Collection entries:
-- -- --

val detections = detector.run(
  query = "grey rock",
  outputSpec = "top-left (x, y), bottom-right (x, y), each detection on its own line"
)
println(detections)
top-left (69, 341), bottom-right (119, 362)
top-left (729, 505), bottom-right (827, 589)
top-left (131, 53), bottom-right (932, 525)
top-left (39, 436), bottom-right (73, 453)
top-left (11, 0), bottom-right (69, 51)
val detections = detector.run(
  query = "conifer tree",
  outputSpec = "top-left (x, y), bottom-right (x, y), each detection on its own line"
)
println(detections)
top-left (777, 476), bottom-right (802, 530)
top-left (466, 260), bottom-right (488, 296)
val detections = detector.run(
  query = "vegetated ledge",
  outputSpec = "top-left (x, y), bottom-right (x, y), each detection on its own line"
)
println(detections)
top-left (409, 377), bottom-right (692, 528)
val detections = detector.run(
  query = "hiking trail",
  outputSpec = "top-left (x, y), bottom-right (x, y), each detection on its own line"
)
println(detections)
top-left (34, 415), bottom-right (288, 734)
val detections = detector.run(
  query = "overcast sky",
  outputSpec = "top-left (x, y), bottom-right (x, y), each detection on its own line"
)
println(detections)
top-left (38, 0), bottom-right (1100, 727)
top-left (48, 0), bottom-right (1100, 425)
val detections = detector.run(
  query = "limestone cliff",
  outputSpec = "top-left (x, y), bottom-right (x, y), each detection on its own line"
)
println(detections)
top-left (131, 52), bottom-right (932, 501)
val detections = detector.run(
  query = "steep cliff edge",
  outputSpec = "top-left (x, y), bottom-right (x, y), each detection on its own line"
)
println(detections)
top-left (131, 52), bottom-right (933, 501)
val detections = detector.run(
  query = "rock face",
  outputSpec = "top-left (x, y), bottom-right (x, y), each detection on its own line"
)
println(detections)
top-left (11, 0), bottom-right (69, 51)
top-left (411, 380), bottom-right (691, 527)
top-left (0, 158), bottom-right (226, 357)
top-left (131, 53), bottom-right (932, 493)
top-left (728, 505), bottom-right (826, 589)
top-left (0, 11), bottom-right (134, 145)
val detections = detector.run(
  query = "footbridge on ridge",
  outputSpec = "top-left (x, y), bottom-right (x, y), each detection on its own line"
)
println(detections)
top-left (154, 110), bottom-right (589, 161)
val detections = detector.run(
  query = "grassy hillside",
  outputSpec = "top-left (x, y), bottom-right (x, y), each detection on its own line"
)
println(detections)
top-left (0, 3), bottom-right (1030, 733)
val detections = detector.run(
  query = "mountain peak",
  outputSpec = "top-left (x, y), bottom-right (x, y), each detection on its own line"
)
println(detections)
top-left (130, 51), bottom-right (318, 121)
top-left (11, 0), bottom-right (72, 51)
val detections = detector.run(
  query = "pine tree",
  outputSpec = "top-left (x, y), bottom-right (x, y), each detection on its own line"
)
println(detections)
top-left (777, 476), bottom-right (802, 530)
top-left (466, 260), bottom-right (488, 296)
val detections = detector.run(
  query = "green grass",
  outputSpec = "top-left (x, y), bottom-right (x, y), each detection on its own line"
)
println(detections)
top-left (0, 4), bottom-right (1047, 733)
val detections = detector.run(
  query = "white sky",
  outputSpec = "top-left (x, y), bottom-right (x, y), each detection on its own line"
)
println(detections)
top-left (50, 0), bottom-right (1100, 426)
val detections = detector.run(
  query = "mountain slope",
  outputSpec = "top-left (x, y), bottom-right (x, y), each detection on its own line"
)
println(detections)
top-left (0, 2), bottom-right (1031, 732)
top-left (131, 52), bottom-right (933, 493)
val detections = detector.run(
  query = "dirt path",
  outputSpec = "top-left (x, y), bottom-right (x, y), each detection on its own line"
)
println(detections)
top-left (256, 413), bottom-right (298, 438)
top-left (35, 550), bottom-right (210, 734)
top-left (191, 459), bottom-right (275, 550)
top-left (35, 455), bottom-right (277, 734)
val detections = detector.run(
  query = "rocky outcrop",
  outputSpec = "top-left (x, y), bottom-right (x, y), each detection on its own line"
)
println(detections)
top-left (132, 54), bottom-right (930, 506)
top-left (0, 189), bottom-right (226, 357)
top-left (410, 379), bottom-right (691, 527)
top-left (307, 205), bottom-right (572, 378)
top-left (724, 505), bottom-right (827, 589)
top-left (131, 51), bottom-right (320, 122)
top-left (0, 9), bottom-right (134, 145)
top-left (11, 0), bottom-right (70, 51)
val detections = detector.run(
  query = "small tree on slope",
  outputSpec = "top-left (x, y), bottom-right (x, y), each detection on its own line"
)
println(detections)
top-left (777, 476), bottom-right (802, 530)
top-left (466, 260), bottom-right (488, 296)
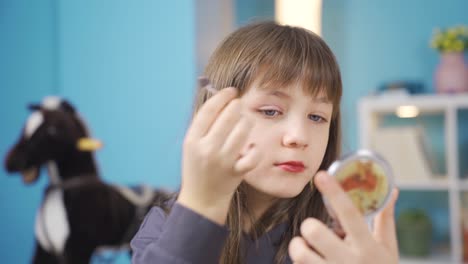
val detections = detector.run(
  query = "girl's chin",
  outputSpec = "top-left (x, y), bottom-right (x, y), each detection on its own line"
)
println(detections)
top-left (252, 185), bottom-right (305, 199)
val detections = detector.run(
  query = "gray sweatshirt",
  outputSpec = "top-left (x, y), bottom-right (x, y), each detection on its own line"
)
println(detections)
top-left (131, 203), bottom-right (291, 264)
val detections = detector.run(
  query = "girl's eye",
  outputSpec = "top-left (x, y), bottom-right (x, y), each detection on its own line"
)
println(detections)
top-left (309, 115), bottom-right (326, 123)
top-left (258, 109), bottom-right (281, 117)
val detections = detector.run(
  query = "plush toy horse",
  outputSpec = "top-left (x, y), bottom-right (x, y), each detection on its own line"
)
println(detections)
top-left (5, 97), bottom-right (168, 264)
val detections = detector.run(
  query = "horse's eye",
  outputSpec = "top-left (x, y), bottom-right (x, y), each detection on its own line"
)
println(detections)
top-left (47, 126), bottom-right (57, 136)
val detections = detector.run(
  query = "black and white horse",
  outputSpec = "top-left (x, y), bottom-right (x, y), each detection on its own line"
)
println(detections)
top-left (5, 97), bottom-right (167, 264)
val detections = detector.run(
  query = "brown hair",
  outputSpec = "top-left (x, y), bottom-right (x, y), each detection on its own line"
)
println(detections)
top-left (194, 22), bottom-right (342, 264)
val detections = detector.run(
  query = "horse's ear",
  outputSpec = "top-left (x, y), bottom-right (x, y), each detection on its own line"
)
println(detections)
top-left (60, 100), bottom-right (75, 114)
top-left (28, 104), bottom-right (41, 111)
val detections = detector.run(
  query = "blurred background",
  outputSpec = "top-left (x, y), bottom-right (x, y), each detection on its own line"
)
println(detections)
top-left (0, 0), bottom-right (468, 263)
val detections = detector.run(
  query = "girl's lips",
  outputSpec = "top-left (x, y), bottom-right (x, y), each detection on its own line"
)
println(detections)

-- -- --

* PROMPT *
Pick out each line of the records above that contains the string "tree", and copy those lines.

* TASK RESULT *
  query = "conifer tree",
  query = "pine tree",
  query = "small tree on slope",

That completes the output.